Take each line from the entries that holds "sock" and copy it out.

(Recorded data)
[Start of section]
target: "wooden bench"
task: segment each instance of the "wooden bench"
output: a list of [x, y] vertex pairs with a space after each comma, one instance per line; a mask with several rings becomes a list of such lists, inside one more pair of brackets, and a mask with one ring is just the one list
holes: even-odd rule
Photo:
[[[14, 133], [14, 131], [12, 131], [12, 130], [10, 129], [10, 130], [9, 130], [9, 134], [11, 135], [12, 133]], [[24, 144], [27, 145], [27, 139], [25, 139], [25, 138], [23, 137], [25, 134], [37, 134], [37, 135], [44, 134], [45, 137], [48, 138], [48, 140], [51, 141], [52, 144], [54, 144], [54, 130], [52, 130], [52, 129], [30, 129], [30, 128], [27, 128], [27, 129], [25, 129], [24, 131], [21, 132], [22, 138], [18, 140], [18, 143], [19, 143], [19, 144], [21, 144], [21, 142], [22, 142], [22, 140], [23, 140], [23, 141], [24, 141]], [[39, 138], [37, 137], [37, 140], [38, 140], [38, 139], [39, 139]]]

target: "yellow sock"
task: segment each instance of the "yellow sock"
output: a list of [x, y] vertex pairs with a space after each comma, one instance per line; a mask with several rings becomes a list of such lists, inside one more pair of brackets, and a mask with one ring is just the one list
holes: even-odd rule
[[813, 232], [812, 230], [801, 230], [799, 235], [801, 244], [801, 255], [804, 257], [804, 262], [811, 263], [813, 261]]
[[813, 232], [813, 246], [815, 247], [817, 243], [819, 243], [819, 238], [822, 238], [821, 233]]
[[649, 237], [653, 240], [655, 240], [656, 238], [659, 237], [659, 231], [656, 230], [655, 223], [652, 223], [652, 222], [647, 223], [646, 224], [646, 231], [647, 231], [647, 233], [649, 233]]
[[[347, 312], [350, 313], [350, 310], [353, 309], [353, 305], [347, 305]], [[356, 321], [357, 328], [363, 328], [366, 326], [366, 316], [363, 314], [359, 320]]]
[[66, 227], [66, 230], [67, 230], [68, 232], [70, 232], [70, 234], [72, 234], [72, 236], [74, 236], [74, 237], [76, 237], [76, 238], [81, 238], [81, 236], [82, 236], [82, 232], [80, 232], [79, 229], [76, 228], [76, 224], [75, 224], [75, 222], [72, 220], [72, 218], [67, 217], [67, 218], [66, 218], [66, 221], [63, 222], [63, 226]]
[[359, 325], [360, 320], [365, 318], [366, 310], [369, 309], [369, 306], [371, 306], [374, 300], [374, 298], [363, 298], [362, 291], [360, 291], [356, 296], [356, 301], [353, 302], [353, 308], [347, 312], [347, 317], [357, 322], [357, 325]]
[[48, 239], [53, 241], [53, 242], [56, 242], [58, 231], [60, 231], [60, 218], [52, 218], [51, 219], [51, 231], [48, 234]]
[End of section]
-- Answer --
target: "yellow sock"
task: segment each instance of the "yellow sock"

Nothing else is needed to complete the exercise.